• **Your objective**
Your task is to repeat the entries word for word while leaving out the pictures.
============================================================
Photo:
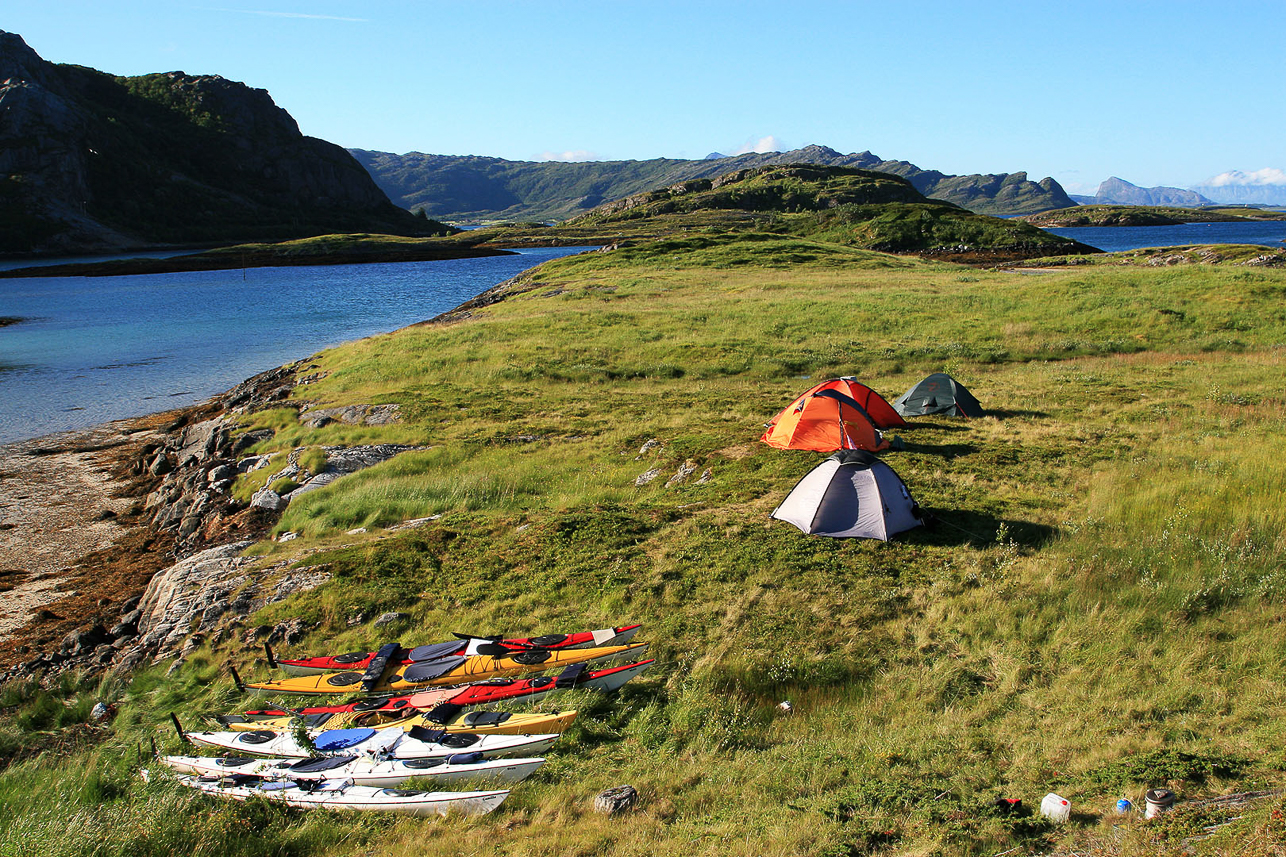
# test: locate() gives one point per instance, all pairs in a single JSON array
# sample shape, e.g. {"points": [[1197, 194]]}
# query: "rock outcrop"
{"points": [[102, 162], [207, 597]]}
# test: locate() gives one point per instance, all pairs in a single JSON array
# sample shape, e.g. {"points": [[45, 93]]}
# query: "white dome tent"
{"points": [[850, 494]]}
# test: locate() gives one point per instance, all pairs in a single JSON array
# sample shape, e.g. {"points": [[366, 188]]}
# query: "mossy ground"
{"points": [[1096, 611]]}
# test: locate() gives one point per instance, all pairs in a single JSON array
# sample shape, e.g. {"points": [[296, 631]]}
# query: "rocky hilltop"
{"points": [[90, 161], [480, 188]]}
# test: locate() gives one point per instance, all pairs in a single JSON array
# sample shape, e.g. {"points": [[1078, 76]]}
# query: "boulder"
{"points": [[221, 472], [82, 641], [616, 799], [269, 499]]}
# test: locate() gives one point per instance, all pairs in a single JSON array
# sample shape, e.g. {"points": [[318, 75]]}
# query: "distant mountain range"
{"points": [[1266, 187], [89, 161], [1119, 192], [472, 188], [1263, 187]]}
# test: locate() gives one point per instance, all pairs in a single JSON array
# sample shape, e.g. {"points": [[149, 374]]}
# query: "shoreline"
{"points": [[66, 505]]}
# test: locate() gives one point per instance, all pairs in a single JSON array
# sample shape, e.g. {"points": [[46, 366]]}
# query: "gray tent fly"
{"points": [[850, 494], [941, 394]]}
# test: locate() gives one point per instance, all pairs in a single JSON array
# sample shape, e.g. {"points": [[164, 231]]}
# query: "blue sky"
{"points": [[1155, 93]]}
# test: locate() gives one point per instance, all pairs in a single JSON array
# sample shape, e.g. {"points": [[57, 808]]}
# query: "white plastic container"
{"points": [[1056, 808]]}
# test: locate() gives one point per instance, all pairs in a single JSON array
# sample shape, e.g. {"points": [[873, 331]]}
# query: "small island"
{"points": [[1145, 216]]}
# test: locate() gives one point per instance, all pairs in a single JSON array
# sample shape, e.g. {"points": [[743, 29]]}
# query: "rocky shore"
{"points": [[124, 544]]}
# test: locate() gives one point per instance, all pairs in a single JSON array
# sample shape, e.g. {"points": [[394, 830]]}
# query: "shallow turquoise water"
{"points": [[91, 349]]}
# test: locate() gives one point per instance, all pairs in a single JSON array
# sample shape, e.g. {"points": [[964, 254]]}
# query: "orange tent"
{"points": [[880, 412], [824, 421]]}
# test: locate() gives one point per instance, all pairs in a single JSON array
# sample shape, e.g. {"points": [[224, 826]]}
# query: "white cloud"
{"points": [[570, 157], [1268, 175], [760, 146]]}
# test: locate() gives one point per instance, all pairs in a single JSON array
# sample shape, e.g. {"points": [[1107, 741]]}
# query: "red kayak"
{"points": [[477, 694], [466, 645]]}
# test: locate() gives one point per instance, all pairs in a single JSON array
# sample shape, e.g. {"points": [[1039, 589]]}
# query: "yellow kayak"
{"points": [[448, 671], [471, 722]]}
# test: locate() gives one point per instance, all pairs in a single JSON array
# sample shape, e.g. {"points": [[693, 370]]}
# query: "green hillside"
{"points": [[837, 205], [1095, 611], [472, 188]]}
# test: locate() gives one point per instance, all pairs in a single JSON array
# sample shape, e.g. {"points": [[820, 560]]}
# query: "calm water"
{"points": [[93, 349], [1113, 238]]}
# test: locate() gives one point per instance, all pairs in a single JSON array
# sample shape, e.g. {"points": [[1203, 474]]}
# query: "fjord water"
{"points": [[93, 349], [1116, 238]]}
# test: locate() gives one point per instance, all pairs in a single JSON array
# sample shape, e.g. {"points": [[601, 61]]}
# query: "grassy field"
{"points": [[1096, 610]]}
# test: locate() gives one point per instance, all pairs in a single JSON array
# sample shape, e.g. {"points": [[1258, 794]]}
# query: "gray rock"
{"points": [[643, 479], [82, 641], [269, 499], [616, 799], [221, 472], [124, 629], [686, 470]]}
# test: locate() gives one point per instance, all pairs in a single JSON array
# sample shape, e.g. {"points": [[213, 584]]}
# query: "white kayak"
{"points": [[416, 743], [344, 794], [462, 767]]}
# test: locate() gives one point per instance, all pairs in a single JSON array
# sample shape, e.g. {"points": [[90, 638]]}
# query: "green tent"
{"points": [[941, 394]]}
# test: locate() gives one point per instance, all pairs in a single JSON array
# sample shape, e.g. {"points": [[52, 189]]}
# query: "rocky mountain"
============================================================
• **Output below**
Photo:
# test: locate() gives one point per instance, all pairs in a single JSON array
# sample shape, e.g. {"points": [[1197, 194]]}
# query: "rock outcrop"
{"points": [[102, 162], [207, 597]]}
# test: locate() gives one point per instance, all pairs in a single JSON array
# sample shape, e.g. {"points": [[45, 93]]}
# query: "white dome tent"
{"points": [[850, 494]]}
# test: locate() gives one point per instance, all pairs in a single JSON array
# sample shape, e.g. {"points": [[366, 188]]}
# query: "mossy ground"
{"points": [[1096, 611]]}
# test: locate() gives one point per instance, all pairs in a single JSON array
# sample shape, e.g. {"points": [[296, 631]]}
# query: "rocky hilltop"
{"points": [[90, 161], [480, 188]]}
# test: locate() gives one point per instance, all pairs in a single JSON array
# sample shape, e.g. {"points": [[1078, 76]]}
# query: "boulder"
{"points": [[221, 472], [82, 641], [616, 799], [269, 499]]}
# test: locate() gives one point per instance, all pairs in a single JSON array
# sample shape, e.g. {"points": [[318, 75]]}
# query: "distant mountain range"
{"points": [[1266, 187], [89, 161], [1119, 192], [472, 188], [1263, 187]]}
# test: locate() gives one point per instance, all pairs in a single JSON array
# sample shape, e.g. {"points": [[149, 374]]}
# query: "shoreline"
{"points": [[66, 505]]}
# test: locate() gives one point per instance, all pairs in a single JSON array
# sample shape, e.g. {"points": [[46, 366]]}
# query: "gray tent fly"
{"points": [[850, 494], [941, 394]]}
# test: locate() gives one point per instance, all pairs in a single JSON array
# sample shape, e.g. {"points": [[164, 231]]}
# query: "blue sky"
{"points": [[1155, 93]]}
# test: locate() gives one point per instance, all pairs in a single JSON array
# sample shape, e.g. {"points": [[57, 808]]}
# query: "white plastic container"
{"points": [[1056, 808]]}
# test: locate() gives one point per instance, all pairs in a single JSON array
# sample shape, e.g. {"points": [[873, 331]]}
# query: "small island"
{"points": [[1145, 216]]}
# test: locate() gives one point per instance, all pairs in a single JSON array
# sample shape, e.g. {"points": [[743, 29]]}
# query: "rocky shore"
{"points": [[124, 544]]}
# test: locate() gives one point per instance, all pairs in a single JSON array
# sample shape, e.g. {"points": [[394, 830]]}
# query: "shallow turquoise water"
{"points": [[91, 349]]}
# test: locate() gives one point per instance, all pairs in a single JSON array
# sample shape, e.g. {"points": [[964, 254]]}
# query: "orange tent"
{"points": [[880, 412], [824, 421]]}
# test: locate() gives one point per instance, all pairs in a single JSON array
# sample shape, e.g. {"points": [[224, 826]]}
# query: "white cloud"
{"points": [[570, 157], [1268, 175], [760, 146]]}
# test: locate() gives one point per instance, all pairs in a single JSON array
# sample shape, e.g. {"points": [[1107, 741]]}
# query: "red kayak"
{"points": [[477, 694], [466, 645]]}
# test: locate() gives one point per instance, all pairs in a single JSON array
# sample shape, e.g. {"points": [[1039, 589]]}
# query: "yellow kayak"
{"points": [[448, 671], [471, 722]]}
# test: locate() gives one point per instance, all pairs in a single JSON array
# sample shape, e.g. {"points": [[693, 370]]}
# query: "green hillside"
{"points": [[837, 205], [1095, 611], [472, 188]]}
# test: locate() gives one point per instance, all pairs in a single JSON array
# sample shape, e.g. {"points": [[820, 560]]}
# query: "calm water"
{"points": [[93, 349], [1113, 238]]}
# test: locate() gives one point per instance, all pairs in a single JSON array
# sample shape, e.g. {"points": [[1203, 474]]}
# query: "fjord water"
{"points": [[93, 349], [1116, 238]]}
# test: locate() gives one point per instance, all pairs in a single JSON array
# sample shape, e.g. {"points": [[601, 61]]}
# query: "grassy field"
{"points": [[1096, 610]]}
# test: locate() gives one point per instance, all pairs in a single JSON array
# sample shape, e.g. {"points": [[1258, 794]]}
# query: "gray rock"
{"points": [[643, 479], [82, 641], [269, 499], [616, 799], [221, 472], [124, 629], [686, 470]]}
# test: locate() gives one point per instance, all pairs in a single JSON array
# sample shape, e.g. {"points": [[213, 584]]}
# query: "white kayak"
{"points": [[416, 743], [344, 794], [462, 767]]}
# test: locate() gives one point per instance, all pairs in a single JSON array
# sample shape, e.g. {"points": [[90, 638]]}
# query: "green tent"
{"points": [[941, 394]]}
# test: locate() gives one point per instance, all pairs in a single JSON array
# sample shape, e.g. {"points": [[52, 189]]}
# query: "rocky mountain"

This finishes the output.